STATED EXERCISE> Format the material between the line holding "locate distant valley." and the line holding "[640,444,920,502]", inclusive, as a two-column CSV with the headers request and box. Give one row per request, with its text and its answer each in a single quoted field and any line breaks turned into spaces.

DATASET>
▼

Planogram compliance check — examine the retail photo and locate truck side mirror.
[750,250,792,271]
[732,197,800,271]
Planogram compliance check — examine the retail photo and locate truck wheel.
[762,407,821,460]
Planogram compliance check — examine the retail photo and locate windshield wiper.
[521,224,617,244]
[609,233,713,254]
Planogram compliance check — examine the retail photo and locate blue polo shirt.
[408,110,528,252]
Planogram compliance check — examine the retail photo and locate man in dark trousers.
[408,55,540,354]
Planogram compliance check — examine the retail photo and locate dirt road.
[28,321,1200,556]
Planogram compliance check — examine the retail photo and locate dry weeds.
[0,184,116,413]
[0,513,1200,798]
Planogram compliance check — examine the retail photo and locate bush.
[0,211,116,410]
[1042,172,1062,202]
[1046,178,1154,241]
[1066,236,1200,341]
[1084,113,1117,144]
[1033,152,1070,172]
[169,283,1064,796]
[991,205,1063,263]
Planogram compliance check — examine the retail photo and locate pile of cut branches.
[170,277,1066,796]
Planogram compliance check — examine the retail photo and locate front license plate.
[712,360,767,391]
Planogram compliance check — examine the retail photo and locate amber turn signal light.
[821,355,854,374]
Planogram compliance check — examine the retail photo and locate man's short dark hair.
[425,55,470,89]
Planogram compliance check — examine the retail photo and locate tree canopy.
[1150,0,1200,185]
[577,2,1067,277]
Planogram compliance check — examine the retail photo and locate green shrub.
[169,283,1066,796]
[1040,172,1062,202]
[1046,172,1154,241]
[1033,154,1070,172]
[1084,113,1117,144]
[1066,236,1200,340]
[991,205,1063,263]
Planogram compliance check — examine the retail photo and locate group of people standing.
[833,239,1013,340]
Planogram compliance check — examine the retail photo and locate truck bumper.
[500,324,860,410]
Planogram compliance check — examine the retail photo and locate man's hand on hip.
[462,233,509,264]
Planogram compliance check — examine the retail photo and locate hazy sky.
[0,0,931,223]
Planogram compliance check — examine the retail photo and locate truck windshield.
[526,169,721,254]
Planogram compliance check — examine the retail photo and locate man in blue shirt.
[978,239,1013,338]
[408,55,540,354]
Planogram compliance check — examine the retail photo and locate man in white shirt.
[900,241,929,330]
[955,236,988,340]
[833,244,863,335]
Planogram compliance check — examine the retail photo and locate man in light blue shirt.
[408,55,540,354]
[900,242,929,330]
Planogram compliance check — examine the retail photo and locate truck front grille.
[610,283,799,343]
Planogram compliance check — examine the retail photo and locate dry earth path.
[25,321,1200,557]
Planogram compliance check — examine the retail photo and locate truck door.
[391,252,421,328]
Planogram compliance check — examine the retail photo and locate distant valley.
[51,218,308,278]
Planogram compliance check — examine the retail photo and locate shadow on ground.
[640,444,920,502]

▲
▼

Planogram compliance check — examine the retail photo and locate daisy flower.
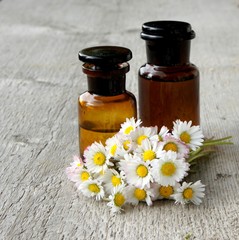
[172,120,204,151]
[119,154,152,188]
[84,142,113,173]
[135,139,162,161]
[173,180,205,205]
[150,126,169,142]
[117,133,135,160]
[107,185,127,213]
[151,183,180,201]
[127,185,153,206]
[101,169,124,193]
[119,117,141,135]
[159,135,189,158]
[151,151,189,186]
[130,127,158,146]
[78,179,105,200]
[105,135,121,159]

▲

RESPONSE>
request,box
"Planogram compliance check — examine the retail photo and locate distant valley.","[51,218,308,278]"
"Planogram compliance check — examine the retail photo and locate shadow on ground.","[640,444,920,502]"